SOURCE PASSAGE:

::::

Service and Support Animals

Service Animals

Service animals may be used by individuals with disabilities in order to participate in or gain access to programs, benefits, or services at the University.

What is a Service Animal?

Service animals are specifically defined as a dog or a miniature horse that has been individually trained to do work or perform tasks for a person with a disability. Service animals can be trained to perform a variety of different tasks or work to assist an individual with a disability (e.g., assisting with balance, providing navigation, detecting fluctuations in blood sugar, etc.). A service animal does not need to have any specific identification, such as a vest or collar. Moreover, there are no restrictions on the breed of dog or miniature horse that can qualify as a service animal.

Access Granted to Service Animals

Under the ADA, an individual who is accompanied by a service animal may not be excluded from an area where the public is generally allowed to go. While in these areas, the individual is solely responsible for taking care of the animal, including toileting, and must maintain control of the animal at all times. The animal should be harnessed, leashed, or tethered at all times, unless such a device would impact the animal’s ability to perform their task or work. In this case, the individual must maintain control of the animal through voice command.

Grounds to Exclude a Service Animal

While an individual may not be excluded from a space because they are accompanied by a service animal, there are some exceptions when an individual may be asked to remove the animal:

  • If the animal is out of control and the individual does not take immediate steps to control it.
  • If the animal is not housebroken.
  • If the presence of the animal would pose a direct threat to the health or safety of others. This assessment cannot be based on stereotypes or assumptions about the breed of the animal or individual, but must be based on observable facts and circumstances. For example, an animal that presents with Rabies symptoms or displays aggressive behavior may be excluded as a direct threat to health or safety.

It is important to note that fear of dogs or allergies are NOT enough to exclude a service animal from a facility. If there are concerns about fear or allergies, departments should try to accommodate both parties as much as possible, with the understanding that the animal should not be removed unless one of the other exceptions applies.

::::

WHAT TO DO:
Reproduce word for word the section of the service animal passage starting at "Grounds to Exclude" and ending at "health or safety.".

::::

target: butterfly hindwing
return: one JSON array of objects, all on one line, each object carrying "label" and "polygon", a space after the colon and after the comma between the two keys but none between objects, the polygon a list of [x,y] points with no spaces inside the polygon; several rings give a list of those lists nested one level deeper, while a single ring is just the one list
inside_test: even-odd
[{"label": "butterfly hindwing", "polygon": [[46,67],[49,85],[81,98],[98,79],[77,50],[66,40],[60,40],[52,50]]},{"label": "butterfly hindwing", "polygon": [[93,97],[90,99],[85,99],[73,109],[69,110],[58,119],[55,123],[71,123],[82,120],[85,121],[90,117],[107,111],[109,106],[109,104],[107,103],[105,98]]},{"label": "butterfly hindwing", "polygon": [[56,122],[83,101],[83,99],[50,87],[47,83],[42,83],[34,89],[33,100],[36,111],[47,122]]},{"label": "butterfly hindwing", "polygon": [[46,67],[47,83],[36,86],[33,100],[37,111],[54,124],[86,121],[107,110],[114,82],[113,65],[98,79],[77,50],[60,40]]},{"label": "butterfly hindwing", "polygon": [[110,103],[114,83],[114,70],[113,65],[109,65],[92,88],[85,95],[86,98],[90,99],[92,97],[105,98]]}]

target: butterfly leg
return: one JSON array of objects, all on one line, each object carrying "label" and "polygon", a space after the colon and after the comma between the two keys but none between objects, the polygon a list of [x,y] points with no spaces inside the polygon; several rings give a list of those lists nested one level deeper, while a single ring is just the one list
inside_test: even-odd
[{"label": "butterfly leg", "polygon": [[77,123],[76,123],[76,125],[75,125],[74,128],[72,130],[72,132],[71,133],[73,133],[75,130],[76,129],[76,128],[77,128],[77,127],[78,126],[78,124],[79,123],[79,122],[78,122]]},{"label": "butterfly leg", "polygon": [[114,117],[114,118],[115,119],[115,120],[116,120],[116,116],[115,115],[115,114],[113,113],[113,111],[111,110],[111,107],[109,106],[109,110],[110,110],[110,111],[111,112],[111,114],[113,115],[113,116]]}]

::::

ANSWER BOX:
Grounds to Exclude a Service Animal

While an individual may not be excluded from a space because they are accompanied by a service animal, there are some exceptions when an individual may be asked to remove the animal:

  • If the animal is out of control and the individual does not take immediate steps to control it.
  • If the animal is not housebroken.
  • If the presence of the animal would pose a direct threat to the health or safety of others. This assessment cannot be based on stereotypes or assumptions about the breed of the animal or individual, but must be based on observable facts and circumstances. For example, an animal that presents with Rabies symptoms or displays aggressive behavior may be excluded as a direct threat to health or safety.